### [TASK TO COMPLETE]
Collect every line of the items below that contains the word "Outline", and reproduce each such line in full.

Dataset records
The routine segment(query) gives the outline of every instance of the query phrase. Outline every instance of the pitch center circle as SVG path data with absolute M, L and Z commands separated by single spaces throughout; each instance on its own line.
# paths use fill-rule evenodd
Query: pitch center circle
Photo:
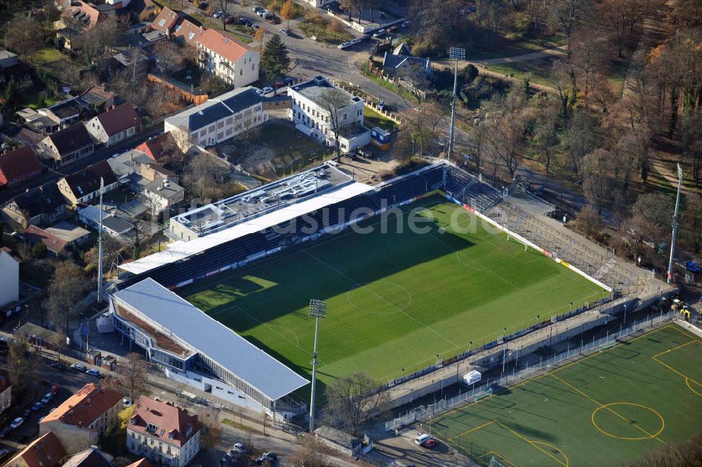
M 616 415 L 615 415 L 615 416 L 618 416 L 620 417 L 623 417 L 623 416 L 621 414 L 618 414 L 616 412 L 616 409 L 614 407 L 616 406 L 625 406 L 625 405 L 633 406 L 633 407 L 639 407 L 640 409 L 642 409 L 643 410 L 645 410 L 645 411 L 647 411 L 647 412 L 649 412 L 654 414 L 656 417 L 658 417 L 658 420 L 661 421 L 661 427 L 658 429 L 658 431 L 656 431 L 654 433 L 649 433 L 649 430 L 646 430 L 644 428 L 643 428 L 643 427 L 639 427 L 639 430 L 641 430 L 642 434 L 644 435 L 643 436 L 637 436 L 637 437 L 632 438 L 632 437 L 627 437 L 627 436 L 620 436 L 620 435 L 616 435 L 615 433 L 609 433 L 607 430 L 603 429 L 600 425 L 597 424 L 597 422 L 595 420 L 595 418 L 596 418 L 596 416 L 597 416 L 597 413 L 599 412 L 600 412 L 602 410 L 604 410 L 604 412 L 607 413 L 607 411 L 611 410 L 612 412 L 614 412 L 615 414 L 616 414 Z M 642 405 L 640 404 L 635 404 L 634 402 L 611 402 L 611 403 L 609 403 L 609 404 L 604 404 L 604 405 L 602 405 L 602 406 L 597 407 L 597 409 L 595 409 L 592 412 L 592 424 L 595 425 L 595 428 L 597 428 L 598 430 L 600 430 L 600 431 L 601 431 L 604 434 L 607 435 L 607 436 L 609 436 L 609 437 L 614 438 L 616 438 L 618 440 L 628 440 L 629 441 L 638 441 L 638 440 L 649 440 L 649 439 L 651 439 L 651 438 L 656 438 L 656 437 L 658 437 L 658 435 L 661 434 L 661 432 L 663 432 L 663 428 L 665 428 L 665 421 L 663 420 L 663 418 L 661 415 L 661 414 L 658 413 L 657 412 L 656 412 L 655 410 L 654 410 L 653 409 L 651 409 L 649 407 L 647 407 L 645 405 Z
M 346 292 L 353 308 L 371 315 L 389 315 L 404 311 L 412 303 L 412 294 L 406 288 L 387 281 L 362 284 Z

--

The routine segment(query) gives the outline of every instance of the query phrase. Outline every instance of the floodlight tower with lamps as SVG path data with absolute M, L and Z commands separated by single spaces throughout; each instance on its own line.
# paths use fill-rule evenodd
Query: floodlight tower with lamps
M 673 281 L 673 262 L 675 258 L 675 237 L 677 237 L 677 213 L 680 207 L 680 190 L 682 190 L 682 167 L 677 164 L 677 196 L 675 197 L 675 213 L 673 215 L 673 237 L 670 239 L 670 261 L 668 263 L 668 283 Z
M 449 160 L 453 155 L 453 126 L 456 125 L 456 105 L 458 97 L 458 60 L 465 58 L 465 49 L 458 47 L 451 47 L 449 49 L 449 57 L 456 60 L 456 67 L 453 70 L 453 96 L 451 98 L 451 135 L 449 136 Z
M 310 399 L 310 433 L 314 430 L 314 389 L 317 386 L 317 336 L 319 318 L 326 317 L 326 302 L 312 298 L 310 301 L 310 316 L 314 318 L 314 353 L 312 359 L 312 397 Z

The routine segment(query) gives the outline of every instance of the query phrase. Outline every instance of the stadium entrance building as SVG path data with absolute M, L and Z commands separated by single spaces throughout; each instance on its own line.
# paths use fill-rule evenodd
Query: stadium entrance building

### [TASK SOLUTION]
The routine segment(query) gives the outline of every instance of the query phrase. Outline every instance of the pitch center circle as SVG path data with absolute M, L and Z commands separated by single spaces throughout; each instance on its own line.
The routine segment(query) gives the outline of every instance of the query phrase. Outline every instance of the floodlight tower with lamps as SVG path data with absolute M, L and Z commands separated by single spaces throughout; each instance on its own line.
The routine segment(query) gives the outline of every instance of the query phrase. Outline every instance of the stadium entrance building as SVG path data with absolute M, L and Z commands separated by single spaces throughout; each instance on its own line.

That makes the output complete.